§ Work item
Decide whether each statement agrees with the article on Gene Stephenson's firing, answering yes or no and quoting the deciding words of the article. 1. In the 2013 NCAA tournament, the Shockers lost to Kansas State and Arkansas. 2. The first team Stephenson coached finished with a losing record. 3. Before this year, the Shockers had last been regular season champions in 2009.

§ Source document
Tuesday's announcement of Wichita State baseball head coach Gene Stephenson's firing from the Shockers program didn't completely come as a shock.
Before this year, the Shockers hadn't made an NCAA tournament appearance since 2009 (which was the last year Wichita State had won the Missouri Valley Conference tournament) and hadn't been regular season champions since 2010.
However, considering the Shockers' success in 2013, it seems like Stephenson ended up getting the "raw deal" by the athletic department for all of his work in building up the program. The Shockers were able to win the Missouri Valley Conference tournament title and return to the NCAA tournament, where they traveled to Manhattan and lost to nationally-ranked Kansas State and Arkansas in back-to-back games.
It wasn't enough as the coach and the athletic program had, by all accounts of those in attendence, as a very far from amicable split. Not much of a thank you if Monday's reports saying Stephenson was told to either resign or be fired.
Thirty-six years of literally building a dormant program from the ground up to a national powerhouse is Stephenson's legacy. He never had a losing season with the first team he coached finishing 43-30-1 and won his first league title and earned his first NCAA tournament bid two years later. The closest he came was in 2009 and the Shockers still won the tournament title and earned an NCAA bid.

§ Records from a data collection
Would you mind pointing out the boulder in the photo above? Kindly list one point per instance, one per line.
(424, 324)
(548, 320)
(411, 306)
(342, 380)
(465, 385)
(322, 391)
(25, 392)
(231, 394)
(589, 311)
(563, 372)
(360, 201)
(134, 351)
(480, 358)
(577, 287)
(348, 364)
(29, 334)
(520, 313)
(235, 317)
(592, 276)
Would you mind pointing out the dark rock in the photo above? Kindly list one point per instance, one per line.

§ Answer
1. Yes: "lost to nationally-ranked Kansas State and Arkansas in back-to-back games."
2. No: "He never had a losing season with the first team he coached finishing 43-30-1"
3. No: "hadn't been regular season champions since 2010."